═══ Data section ═══
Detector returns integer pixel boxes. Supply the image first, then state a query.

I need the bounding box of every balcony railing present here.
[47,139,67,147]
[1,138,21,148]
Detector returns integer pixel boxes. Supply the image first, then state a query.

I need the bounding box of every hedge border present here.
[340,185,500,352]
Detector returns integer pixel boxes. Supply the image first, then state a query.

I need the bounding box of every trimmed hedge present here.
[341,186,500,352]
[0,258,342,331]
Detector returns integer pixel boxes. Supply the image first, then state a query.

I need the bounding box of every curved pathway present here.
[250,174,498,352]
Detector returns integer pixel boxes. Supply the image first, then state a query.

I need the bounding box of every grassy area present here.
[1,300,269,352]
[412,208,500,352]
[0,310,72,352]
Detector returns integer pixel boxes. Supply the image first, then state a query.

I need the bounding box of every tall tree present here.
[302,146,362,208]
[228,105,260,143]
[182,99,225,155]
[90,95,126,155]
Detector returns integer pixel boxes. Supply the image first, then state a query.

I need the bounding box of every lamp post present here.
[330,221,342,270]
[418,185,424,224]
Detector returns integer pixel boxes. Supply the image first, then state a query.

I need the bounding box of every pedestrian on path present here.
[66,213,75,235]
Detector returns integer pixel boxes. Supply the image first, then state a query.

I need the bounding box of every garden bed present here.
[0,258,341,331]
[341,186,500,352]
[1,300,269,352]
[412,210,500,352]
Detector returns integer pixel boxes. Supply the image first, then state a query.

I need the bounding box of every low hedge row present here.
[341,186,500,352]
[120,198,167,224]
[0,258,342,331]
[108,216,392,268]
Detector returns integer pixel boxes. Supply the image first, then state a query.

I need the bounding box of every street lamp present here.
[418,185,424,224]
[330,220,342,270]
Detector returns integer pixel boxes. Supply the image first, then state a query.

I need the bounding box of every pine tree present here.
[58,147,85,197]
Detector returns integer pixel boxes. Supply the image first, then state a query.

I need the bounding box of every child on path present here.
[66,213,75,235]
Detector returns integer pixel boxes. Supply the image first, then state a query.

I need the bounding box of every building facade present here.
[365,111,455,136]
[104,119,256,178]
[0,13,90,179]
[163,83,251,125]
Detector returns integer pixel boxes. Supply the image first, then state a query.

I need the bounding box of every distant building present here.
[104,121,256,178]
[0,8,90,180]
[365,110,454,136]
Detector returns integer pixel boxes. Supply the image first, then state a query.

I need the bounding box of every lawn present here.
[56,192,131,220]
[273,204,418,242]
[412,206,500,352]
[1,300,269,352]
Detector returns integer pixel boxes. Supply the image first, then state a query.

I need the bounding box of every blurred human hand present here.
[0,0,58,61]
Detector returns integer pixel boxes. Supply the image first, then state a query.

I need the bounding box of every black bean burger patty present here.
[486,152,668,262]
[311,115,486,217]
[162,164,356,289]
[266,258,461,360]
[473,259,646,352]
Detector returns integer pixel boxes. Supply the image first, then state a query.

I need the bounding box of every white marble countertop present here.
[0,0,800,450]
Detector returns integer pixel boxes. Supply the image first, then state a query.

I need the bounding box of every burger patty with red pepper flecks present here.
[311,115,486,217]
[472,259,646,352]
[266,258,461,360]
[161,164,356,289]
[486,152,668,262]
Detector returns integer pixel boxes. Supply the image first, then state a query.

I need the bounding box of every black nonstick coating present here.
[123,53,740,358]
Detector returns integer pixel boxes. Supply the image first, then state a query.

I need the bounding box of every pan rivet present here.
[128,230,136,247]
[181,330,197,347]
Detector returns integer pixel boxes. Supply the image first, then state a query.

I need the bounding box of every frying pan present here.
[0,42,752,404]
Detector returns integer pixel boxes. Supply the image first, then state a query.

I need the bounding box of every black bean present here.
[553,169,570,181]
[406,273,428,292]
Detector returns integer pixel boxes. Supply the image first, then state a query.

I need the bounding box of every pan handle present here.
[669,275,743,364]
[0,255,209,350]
═══
=== Directive ===
Report how many lines of the listing above contain the string "hedge". Give the number alone.

=== Task solution ===
3